#### Collected data

-- START --

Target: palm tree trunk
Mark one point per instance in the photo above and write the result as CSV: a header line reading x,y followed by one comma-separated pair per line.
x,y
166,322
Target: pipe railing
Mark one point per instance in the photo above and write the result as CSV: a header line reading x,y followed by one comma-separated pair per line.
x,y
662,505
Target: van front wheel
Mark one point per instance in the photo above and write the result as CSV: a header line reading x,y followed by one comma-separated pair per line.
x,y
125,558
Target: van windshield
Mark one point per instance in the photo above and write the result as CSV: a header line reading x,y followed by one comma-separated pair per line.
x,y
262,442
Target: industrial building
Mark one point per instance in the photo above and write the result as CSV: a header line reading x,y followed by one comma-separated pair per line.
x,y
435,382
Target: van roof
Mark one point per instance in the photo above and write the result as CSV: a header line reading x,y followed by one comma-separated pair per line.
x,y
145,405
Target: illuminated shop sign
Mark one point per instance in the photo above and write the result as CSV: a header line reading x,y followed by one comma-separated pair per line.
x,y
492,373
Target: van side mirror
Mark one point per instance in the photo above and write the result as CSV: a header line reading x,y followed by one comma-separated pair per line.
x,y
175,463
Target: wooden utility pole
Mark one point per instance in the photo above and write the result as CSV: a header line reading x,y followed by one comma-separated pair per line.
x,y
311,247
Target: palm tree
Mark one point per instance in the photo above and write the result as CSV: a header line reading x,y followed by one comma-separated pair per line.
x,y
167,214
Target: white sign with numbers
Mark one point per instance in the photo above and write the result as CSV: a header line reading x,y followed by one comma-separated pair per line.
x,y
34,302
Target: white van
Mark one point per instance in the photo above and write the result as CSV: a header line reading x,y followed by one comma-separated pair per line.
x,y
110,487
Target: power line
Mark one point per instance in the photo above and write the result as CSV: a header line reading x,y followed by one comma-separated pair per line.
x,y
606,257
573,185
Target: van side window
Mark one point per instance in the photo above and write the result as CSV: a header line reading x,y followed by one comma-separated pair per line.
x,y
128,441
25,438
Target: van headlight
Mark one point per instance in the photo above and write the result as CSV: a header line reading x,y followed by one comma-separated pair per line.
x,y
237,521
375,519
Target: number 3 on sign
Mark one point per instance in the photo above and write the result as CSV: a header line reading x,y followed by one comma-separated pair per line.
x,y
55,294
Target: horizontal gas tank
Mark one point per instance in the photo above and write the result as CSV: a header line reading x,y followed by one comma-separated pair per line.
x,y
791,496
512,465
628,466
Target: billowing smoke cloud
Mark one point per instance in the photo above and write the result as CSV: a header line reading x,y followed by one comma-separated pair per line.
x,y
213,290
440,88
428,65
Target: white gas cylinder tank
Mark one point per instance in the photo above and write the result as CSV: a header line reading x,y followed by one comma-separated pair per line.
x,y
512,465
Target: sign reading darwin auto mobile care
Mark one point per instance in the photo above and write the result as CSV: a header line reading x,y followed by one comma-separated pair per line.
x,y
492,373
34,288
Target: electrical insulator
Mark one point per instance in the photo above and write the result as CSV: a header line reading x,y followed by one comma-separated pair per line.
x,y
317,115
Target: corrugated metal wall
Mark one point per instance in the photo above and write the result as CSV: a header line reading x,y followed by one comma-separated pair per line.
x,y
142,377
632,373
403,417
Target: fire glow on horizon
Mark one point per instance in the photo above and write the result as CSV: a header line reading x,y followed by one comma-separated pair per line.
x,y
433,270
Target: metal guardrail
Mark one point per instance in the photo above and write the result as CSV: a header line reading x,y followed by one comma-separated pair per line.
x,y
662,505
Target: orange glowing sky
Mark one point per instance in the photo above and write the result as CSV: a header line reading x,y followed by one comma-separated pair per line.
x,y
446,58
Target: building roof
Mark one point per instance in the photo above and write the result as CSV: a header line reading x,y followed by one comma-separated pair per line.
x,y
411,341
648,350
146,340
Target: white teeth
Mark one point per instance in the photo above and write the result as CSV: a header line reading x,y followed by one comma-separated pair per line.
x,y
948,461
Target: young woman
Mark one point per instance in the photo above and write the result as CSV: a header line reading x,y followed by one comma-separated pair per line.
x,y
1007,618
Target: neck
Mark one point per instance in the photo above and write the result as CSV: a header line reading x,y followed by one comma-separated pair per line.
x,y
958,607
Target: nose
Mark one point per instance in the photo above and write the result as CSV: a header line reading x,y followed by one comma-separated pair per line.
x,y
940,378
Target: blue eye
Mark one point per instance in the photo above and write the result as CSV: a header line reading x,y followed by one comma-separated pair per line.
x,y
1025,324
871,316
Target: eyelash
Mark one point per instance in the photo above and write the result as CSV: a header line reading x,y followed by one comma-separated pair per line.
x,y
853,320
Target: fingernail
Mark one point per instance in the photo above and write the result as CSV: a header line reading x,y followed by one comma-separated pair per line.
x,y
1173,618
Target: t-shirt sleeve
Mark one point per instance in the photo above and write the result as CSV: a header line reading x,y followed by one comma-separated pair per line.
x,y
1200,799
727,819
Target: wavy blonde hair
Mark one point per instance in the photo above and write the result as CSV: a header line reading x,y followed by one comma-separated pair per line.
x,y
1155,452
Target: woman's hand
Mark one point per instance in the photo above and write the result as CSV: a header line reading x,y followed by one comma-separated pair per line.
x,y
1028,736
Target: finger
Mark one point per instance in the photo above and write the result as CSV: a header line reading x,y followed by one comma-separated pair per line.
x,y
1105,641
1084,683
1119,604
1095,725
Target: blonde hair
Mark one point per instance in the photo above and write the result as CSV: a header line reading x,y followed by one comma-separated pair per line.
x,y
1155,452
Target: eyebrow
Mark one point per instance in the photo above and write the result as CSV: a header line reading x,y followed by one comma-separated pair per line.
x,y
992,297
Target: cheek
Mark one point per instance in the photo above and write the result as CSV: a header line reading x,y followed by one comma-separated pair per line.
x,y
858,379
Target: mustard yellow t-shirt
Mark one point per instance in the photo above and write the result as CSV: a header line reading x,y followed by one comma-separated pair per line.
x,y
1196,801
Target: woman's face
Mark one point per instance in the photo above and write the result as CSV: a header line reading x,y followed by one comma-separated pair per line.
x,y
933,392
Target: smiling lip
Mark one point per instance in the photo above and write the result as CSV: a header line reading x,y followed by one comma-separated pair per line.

-- END --

#### GOAL
Copy out all the rows above again, substituting "first line" for each "header line" and leaving everything else the same.

#### RESPONSE
Target: palm tree trunk
Mark one point per instance in the photo above and write the result as CSV: a first line reading x,y followed by one comma-separated pair per line.
x,y
166,322
Target: pipe railing
Mark one point per instance in the photo above and write the result as CSV: a first line reading x,y followed by one comma-separated pair per line.
x,y
662,505
Target: van front wheel
Mark one point per instance in the photo above and write the result as CSV: a first line reading x,y followed by one comma-separated pair per line.
x,y
125,558
Target: van windshield
Mark one point per instance in the photo above and write the result as CSV: a first line reading x,y followed by one comma-separated pair per line.
x,y
262,442
Target: industrial building
Mark one point per instance in the photo above and write the result as CSV: a first line reading x,y followed by one comma-separated pair per line.
x,y
435,382
Target: van roof
Mark one point per instance in the photo above and write the result as CSV: a first line reading x,y followed by one comma-separated pair per line.
x,y
145,405
Target: illuminated shop sign
Mark one point per instance in the photo above and write the result as CSV: a first line reading x,y followed by one comma-separated pair per line.
x,y
492,373
Target: van side mirror
Mark one point per instance in the photo above and write the result as CSV: a first line reading x,y followed by one comma-separated pair per line.
x,y
175,463
Target: wooden utility pole
Mark one point per instance in the photo above and write the result as CSV: a first line reading x,y followed by one comma-separated pair per line.
x,y
311,247
Target: palm tree
Mark one point per instance in the photo above and write the result as CSV: a first line reading x,y followed by one comma-separated pair per line.
x,y
167,214
Target: white sign with numbers
Mark one point per instance in the photo above and write the result as CSV: a first line reading x,y followed by one comma-separated pair per line.
x,y
34,302
Target: white van
Mark one point per instance in the photo above and write the result as CSV: a first line reading x,y followed by one comma-separated pair per line.
x,y
110,487
Target: power line
Mark one point per instance in the photo above and write the result as CSV: a first line reading x,y followed by one comma-separated pair per line.
x,y
606,257
573,185
Target: van side window
Mark one point per instance in the photo above and write the result as CSV: a first line reading x,y followed by one comma-separated pair per line.
x,y
128,441
25,438
Target: van headlight
Mark one point per instance in the photo above and write the result as CSV: a first line reading x,y followed by one comma-separated pair per line.
x,y
237,521
375,519
Target: number 3 on sign
Mark one point per instance in the photo above and write the result as CSV: a first line reading x,y followed by one comma-separated pair per line.
x,y
55,294
Target: horizontal gas tank
Mark one point per instance in the photo above and write the result as CSV: a first line reading x,y followed by one comma-separated pair per line.
x,y
791,496
512,465
628,466
Target: billowing smoke cloud
Mark one point per instance in the photo above and write the result as CSV: a first line reading x,y followed by one comma-separated pair per line.
x,y
213,290
440,88
428,65
Target: white gas cylinder tank
Mark one point per instance in the photo above and write the result as CSV: a first line reading x,y followed by one comma-separated pair per line.
x,y
512,465
Target: sign reading darwin auto mobile care
Mark one point per instance in the photo above and write the result as CSV: a first line reading x,y followed by one comma-separated pair per line.
x,y
492,373
34,288
Target: electrical insulator
Mark one point per instance in the photo above and write the result as CSV: a first line reading x,y followed by one comma-separated pair per line.
x,y
317,115
Target: corrugated metal wall
Mark one point per instance in the photo above and write the result as CSV: a first line reading x,y followed by one comma-separated pair per line.
x,y
142,377
632,373
403,417
Target: fire glow on horizon
Mark one point per instance in the photo above and write the result as CSV: a first line reading x,y followed by one comma-separated pair per line.
x,y
433,270
Target: metal guardrail
Mark one point per instance in the photo above and write the result as CSV: a first line reading x,y followed by one comma-separated pair per line.
x,y
662,505
Target: orange glowing sky
Mark one point per instance in the photo above and write the result as CSV: a first line reading x,y followed by one comma-separated pair per line.
x,y
446,58
Target: building roof
Mark one point per instance in the photo above and write the result as CSV: a first line reading x,y followed by one comma-separated pair per line.
x,y
411,341
648,350
146,340
Target: white teeth
Mark one point per instance in the photo above and write the result as CSV: a first line reading x,y followed by one comma-separated pair per line.
x,y
948,461
Target: young woman
Mark one point per instance in the photo above and write the result as CSV: a first line reading x,y followed by one comma-separated pair per line.
x,y
1007,618
Target: neck
Mark one point per instance in the photo above and write the result as CSV: a first line reading x,y followed by one comma-separated pair per line.
x,y
958,607
Target: nose
Mark one point per instance in the photo above and write the result as CSV: a first line reading x,y followed by one comma-separated pair per line.
x,y
940,378
Target: blue eye
Mark one point per instance in the photo above and write the result as CSV: a first line reading x,y followed by one comma-separated pair per line.
x,y
1025,324
871,316
Target: eyelash
Mark one point per instance in the photo above and write the result as CSV: a first line reading x,y followed by one comma-separated pair per line.
x,y
853,320
Target: fingernail
Mark one point per instance in the photo above and write the result as CSV: a first line reading x,y followed by one comma-separated pair per line.
x,y
1173,618
Target: t-shirt sleeve
Mark one point per instance in the photo above and write the result as CSV: a first line reading x,y followed by one comma-separated pair per line.
x,y
1200,799
727,819
Target: wavy blonde hair
Mark one point per instance in the photo above and write the result as CSV: a first line reading x,y followed by one comma-separated pair per line.
x,y
1155,452
Target: woman's hand
Mark one point per instance in the photo above and write the result as CSV: a first line reading x,y followed by one comma-separated pair per line.
x,y
1028,736
Target: finger
Mark one point per instance in the photo above and write the result as CSV: a first line reading x,y followed by one comma-separated pair per line.
x,y
1105,641
1084,683
1119,604
1095,725
Target: blonde hair
Mark one point per instance in the photo above and write the result as CSV: a first line reading x,y followed by one comma-separated pair per line.
x,y
1155,452
Target: eyebrow
Mark one point per instance in the photo above and write the result as CSV: a first line reading x,y followed by one comma-separated pair per line.
x,y
992,297
Target: cheek
Mark one point per instance in the photo above and write the result as CSV: a first line reading x,y followed by one comma-separated pair per line.
x,y
858,379
Target: mustard yellow t-shirt
Mark one point per instance in the photo above and write the result as CSV: a first line reading x,y followed by one comma-separated pair per line.
x,y
1196,801
Target: woman's face
Mark one point per instance in the photo above and write the result as CSV: a first line reading x,y followed by one comma-separated pair per line.
x,y
933,392
Target: smiling lip
Mark one point per instance in the photo above and write the result as CSV: a first line reading x,y followed by one comma-separated pair per line.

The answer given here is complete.